WORK TO COMPLETE: Look through the records and copy each line with the string "dense" in it.

━━ INFORMATION SHOWN ━━

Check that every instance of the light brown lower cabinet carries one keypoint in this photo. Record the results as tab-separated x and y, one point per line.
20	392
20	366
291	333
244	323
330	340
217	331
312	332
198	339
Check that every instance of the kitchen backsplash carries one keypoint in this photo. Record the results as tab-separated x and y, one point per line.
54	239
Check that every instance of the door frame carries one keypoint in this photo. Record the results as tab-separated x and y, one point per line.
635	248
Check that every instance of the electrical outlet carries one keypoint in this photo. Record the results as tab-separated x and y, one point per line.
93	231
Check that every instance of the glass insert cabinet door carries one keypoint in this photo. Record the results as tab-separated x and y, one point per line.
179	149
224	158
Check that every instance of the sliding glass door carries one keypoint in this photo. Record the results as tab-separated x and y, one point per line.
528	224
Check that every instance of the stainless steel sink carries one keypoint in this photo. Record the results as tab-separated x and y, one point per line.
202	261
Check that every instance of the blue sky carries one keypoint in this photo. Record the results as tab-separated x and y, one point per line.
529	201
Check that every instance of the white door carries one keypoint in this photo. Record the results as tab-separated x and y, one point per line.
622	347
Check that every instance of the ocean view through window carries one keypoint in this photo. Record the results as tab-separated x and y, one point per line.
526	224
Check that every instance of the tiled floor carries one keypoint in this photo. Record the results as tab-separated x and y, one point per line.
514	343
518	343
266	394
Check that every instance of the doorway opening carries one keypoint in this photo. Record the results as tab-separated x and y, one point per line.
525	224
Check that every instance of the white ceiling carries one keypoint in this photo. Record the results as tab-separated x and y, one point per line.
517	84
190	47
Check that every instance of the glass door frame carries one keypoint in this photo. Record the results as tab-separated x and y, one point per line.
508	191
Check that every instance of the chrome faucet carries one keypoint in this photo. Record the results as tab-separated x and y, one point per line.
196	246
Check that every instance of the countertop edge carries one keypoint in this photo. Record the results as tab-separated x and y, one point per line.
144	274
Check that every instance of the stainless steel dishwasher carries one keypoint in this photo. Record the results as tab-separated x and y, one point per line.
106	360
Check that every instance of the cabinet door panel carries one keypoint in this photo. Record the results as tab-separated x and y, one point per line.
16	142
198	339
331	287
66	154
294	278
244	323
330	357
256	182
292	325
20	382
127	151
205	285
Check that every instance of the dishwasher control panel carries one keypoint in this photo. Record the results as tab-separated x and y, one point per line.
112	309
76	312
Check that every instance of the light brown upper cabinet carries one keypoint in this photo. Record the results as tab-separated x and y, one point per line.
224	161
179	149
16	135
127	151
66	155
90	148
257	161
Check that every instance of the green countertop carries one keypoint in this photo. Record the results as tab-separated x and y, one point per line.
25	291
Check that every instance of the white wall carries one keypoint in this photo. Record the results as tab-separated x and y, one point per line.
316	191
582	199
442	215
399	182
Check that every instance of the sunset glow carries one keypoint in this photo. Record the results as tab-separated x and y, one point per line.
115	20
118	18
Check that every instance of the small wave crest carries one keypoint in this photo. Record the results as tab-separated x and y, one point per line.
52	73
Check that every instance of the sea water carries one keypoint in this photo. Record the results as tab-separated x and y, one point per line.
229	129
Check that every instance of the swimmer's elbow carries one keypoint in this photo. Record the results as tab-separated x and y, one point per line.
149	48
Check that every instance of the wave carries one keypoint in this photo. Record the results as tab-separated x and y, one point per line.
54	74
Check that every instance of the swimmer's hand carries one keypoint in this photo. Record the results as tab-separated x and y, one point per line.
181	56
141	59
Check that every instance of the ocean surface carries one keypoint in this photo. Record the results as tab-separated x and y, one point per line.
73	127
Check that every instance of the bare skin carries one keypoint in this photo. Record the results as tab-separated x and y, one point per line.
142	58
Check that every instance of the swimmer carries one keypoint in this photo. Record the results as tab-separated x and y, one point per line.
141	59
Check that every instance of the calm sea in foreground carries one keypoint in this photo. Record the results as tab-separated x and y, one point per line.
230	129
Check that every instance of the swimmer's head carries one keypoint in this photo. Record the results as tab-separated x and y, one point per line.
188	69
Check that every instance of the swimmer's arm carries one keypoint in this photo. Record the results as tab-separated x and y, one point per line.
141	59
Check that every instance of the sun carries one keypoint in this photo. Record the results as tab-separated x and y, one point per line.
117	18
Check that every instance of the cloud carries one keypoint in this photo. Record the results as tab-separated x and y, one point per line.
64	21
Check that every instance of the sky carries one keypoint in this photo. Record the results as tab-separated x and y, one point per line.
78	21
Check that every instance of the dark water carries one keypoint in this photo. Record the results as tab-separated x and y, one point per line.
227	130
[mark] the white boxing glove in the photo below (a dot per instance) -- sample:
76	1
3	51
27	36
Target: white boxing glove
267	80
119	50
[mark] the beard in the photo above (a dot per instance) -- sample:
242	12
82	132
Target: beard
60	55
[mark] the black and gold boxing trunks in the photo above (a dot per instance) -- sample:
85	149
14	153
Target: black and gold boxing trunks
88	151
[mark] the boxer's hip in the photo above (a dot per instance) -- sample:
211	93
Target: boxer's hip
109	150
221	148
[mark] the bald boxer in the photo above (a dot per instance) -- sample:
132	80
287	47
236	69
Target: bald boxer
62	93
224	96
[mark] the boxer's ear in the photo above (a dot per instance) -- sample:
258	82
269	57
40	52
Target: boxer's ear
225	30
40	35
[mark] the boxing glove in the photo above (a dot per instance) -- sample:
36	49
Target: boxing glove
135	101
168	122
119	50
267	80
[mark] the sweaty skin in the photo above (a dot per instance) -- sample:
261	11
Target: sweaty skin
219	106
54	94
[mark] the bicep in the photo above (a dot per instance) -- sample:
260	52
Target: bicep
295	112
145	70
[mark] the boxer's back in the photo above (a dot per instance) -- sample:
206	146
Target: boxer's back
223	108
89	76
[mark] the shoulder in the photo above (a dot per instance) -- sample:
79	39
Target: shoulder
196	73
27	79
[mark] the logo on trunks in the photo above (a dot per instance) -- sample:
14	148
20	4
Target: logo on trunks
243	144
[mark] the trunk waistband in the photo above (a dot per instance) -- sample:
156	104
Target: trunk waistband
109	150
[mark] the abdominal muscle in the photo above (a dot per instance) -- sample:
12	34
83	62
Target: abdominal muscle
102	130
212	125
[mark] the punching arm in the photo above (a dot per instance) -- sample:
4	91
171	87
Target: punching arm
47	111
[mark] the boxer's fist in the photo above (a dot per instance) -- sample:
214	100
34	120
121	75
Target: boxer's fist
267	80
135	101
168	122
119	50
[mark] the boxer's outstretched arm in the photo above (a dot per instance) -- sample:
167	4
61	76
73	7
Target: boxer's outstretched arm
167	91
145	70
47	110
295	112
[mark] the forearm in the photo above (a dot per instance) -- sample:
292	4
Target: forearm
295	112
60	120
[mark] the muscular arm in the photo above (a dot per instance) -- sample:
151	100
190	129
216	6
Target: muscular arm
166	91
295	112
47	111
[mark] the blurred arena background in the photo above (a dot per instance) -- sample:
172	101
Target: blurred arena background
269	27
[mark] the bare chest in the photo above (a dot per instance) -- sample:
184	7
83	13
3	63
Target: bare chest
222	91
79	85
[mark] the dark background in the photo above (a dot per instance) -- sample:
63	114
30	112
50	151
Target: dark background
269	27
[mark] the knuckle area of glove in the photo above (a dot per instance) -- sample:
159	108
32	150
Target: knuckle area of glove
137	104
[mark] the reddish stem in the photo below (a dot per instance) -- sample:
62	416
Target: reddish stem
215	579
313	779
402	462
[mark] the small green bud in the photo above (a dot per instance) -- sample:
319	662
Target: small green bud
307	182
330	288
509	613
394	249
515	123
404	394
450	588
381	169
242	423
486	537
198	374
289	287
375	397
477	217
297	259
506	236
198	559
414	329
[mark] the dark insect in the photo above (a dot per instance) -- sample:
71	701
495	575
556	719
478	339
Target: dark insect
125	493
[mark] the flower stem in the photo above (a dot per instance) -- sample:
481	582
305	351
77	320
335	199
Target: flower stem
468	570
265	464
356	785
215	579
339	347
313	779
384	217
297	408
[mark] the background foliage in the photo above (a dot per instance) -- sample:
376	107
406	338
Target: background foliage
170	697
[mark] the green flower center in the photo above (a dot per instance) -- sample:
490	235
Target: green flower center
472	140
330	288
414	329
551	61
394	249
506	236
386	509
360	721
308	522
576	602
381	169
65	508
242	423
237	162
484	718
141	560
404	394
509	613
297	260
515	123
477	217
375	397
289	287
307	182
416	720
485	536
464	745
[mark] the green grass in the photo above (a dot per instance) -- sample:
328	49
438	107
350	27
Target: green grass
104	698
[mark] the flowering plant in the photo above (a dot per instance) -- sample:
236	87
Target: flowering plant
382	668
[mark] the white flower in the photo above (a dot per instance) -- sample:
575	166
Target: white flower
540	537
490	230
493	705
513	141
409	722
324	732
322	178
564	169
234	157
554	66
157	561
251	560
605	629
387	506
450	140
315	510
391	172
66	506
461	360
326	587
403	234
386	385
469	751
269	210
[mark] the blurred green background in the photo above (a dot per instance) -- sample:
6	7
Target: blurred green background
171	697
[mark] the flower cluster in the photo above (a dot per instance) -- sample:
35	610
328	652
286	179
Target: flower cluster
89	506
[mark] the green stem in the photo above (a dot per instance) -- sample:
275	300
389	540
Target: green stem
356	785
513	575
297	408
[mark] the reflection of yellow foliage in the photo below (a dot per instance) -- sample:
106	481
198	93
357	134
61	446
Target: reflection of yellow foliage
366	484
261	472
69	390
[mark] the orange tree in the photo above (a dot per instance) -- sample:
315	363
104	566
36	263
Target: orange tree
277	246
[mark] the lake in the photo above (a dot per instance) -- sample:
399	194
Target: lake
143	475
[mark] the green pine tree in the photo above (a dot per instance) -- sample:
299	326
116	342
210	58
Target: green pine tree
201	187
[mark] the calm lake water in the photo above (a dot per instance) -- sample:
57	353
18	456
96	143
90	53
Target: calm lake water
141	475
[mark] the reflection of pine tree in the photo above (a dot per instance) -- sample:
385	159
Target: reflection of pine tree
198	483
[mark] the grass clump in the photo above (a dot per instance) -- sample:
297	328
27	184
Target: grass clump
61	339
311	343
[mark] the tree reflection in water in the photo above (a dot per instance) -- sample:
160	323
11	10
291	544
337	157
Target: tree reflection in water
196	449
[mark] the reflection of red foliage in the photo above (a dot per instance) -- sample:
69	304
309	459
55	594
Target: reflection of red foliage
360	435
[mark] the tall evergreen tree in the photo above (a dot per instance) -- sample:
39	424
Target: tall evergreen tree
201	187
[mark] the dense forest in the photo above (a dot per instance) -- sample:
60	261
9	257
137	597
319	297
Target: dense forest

━━━

ANSWER TO THIS EXERCISE:
[mark] the dense forest in the photo above (a dot per instance) -- sample:
Target: dense forest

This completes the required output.